=== Görevleriniz ===
1. Basketbol maçı yazısına göre Fenerbahçe maç boyunca kaç asist yaptı?
2. Basketbol maçı yazısı, aradaki farkın neden bu kadar büyük olduğunu gösteren en önemli istatistiği ne olarak belirtiyor? Bir ila üç cümleyle açıklayın.
3. Basketbol maçı yazısını, gösterilen son cümleden sonra gelecek şekilde sürdürün.

Sahadaki mücadeleye baktığımızda, hava atışından itibaren Fenerbahçe’nin bariz üstünlüğü söz konusuydu. Maçın başından sonuna dek setleri inanılmaz akıcı oynayan sarı-lacivertliler, Galatasaray savunmasını çaresiz bıraktı dersek yeridir. Her fırsatta öncelikle topu pota altına indirmeyi amaçlayan Fenerbahçeli oyuncular, amaçlarında çoğu zaman başarılı oldular. Sadece 3. çeyreğin ortalarındaki Bo-Berk değişikliğinin ardından 4-5 dakikalığına hücum ritmlerini kaybettiler, geriye kalan 35 dakikalık bölümde hücum planları son derece iyi işledi. Zira iç-dış dengesine baktığımızda kullanılan sadece 17 üçlüğe karşın, çoğu pota altından 38 adet 2 sayılık denemesi göze çarpıyor. Ve farkın neden bu kadar büyük olduğunu gösteren en önemli istatistik de 30/38 gibi %79’a varan iki sayılık isabet oranı. Ayrıca Fenerbahçe’nin maç boyunca yaptığı 24 asist de top paylaşımının ne kadar iyi olduğunun bir diğer göstergesi.
Galatasaray açısından oyunu değerlendirirsek, söyleyecek çok fazla bir şey yok açıkçası. Yukarda değindiğimiz Fenerbahçe’nin akıcı ve tempolu setlerine karşı savunmada pek varlık gösteremedikleri gibi, hücumda da tepeden pick and roll oynamak dışında hiç bir şey yapmadı sarı-kırmızılı oyuncular. Fenerbahçe’nin 14 top kaybıyla oynadığı bir maçta yaptıkları sadece 5 top kaybına rağmen sahadan 19 sayılık mağlubiyetle ayrılmalarının en önemli nedenlerinden biri B planlarının olmamasıydı kanımca.

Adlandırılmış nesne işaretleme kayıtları
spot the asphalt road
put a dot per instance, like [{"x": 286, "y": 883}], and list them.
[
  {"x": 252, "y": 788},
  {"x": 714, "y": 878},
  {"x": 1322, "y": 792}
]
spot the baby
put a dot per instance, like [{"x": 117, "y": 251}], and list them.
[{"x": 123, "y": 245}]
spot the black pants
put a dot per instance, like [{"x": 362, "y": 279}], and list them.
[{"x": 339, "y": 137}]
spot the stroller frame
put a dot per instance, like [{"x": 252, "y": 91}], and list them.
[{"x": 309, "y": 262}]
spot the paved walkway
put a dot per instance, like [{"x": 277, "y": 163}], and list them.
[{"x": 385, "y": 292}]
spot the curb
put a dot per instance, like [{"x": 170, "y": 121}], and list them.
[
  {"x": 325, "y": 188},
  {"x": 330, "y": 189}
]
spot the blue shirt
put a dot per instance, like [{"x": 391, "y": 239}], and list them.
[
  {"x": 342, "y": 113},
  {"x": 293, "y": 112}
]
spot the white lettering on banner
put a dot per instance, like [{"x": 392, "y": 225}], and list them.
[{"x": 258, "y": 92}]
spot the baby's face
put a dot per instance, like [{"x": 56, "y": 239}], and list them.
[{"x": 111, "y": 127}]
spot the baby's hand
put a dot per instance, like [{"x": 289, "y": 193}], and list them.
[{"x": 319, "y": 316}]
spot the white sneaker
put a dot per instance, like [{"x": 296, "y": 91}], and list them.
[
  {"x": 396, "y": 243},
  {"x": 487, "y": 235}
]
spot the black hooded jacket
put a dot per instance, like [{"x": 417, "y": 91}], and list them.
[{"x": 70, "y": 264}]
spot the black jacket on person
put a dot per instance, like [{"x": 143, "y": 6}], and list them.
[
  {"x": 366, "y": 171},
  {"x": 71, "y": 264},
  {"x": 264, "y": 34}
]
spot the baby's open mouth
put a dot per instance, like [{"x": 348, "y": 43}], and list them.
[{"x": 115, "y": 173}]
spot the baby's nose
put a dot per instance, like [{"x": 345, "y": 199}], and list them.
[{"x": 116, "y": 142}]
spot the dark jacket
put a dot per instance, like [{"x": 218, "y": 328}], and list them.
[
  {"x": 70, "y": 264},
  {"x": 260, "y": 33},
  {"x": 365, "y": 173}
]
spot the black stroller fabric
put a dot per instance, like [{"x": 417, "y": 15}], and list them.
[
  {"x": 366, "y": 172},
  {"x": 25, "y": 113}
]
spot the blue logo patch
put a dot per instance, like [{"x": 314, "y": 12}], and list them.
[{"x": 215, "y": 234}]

=== Yazılı yanıtlar ===
1. Fenerbahçe maç boyunca 24 asist yaptı.

2. Yazıya göre farkın bu kadar büyük olmasını gösteren en önemli istatistik, Fenerbahçe'nin iki sayılık atışlardaki isabet oranıdır. Fenerbahçe 38 iki sayılık denemenin 30'unu isabetle sonuçlandırmış ve %79'a varan bir orana ulaşmıştır.

3.
Fenerbahçe’nin uzun yıllardan beri sıkıntı yaşadığı ve kronik hastalığı haline gelen ikili oyun savunması, herhalde daha önce hiç bu kadar iyi olmamıştı. Galatasaray’ın uzunları Bonsu, Dudley ve Furkan’ın, rakipleri Oğuz ve Zoric’e karşı ayak çabukluğu ve atletizm avantajı göze çarpsa da, sarı-lacivertlilerin ilk yarıdaki temel ikili oyun savunma prensibi, bu oyuncuların orta mesafe şutu zaafını kullanmak oldu. Şöyle ki; Oğuz ve Zoric, tepede perdeye giden uzunları takip etmek ve guarda show up yapmak yerine faul çizgisi civarında pozisyon alıp, hem kendi atletizm ve geriye dönüş zaaflarını minimize ettiler, hem rakip uzunların dış şut zaafını kullandılar. Perdeden çıkan guarda yardım savunmasını ise zaman zaman forvetlerden getirdiler. Bu noktada Arroyo ve Ender gibi dripling üzeri gayet iyi şut atan guardların perde çıkışlarından sonra potaya hemen hemen hiç bakmamaları, Fenerbahçe’nin savunmada aldığı riskleri cezasız bıraktı. Ayrıca Galatasaray’ın düşük üçlük yüzdesi de Fenerbahçe’nin aldığı risklerin cevapsız kalmasını sağlayan bir diğer nedendi.
Tabi Fenerbahçe’nin ikili oyun savunma stratejisinin her iki devrede birbirinden tamamen farklı olduğunu söylemek gerekir. İlk yarının aksine ikinci devrede Oğuz ve Zoric, perdeden çıkan guarda ikili sıkıştırmaya giderek ya rakiplerin pas açısını kapattılar ve onları geriye 1-2 driplinge zorladılar. Ya da driplingi kenarlara yönlendirerek topun devrilen uzuna inmesine engel oldular. Ergin Ataman’dan, Obradovic’e karşılık verecek hamle gelmeyince de sahadan 89-70 galibiyetle ayrıldılar.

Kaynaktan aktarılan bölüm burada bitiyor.